>>>>

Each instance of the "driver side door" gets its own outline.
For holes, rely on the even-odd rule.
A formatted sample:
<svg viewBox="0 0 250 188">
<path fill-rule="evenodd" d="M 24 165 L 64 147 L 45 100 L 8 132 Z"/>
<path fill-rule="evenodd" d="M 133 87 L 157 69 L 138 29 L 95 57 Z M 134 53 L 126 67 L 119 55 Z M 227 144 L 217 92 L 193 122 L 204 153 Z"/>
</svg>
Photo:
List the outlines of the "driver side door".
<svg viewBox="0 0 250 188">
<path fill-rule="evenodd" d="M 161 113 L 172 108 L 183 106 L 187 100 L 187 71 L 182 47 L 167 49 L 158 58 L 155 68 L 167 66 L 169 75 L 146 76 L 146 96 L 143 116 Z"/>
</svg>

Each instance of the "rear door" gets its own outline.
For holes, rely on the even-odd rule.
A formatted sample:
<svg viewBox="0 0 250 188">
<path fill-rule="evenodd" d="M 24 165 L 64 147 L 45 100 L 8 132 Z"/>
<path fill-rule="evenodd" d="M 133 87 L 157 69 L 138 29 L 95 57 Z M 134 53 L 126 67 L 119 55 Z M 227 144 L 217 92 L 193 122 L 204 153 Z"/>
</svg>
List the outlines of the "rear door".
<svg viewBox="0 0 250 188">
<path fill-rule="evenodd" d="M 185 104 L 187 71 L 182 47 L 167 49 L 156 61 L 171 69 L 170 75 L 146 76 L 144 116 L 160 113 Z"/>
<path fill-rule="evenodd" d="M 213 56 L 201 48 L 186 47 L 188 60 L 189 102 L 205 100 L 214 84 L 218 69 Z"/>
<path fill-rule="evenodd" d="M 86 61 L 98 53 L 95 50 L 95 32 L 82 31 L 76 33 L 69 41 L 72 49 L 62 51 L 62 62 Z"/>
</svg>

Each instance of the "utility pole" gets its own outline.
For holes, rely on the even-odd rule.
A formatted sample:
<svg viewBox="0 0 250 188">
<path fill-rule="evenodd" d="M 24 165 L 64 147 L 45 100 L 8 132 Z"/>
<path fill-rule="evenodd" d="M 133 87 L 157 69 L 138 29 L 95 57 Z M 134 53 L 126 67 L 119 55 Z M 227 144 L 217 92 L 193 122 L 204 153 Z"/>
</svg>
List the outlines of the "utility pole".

<<<<

Please count the lines in the rows above that contain the string "pole", with case counting, and reply with the number alone.

### Finished answer
2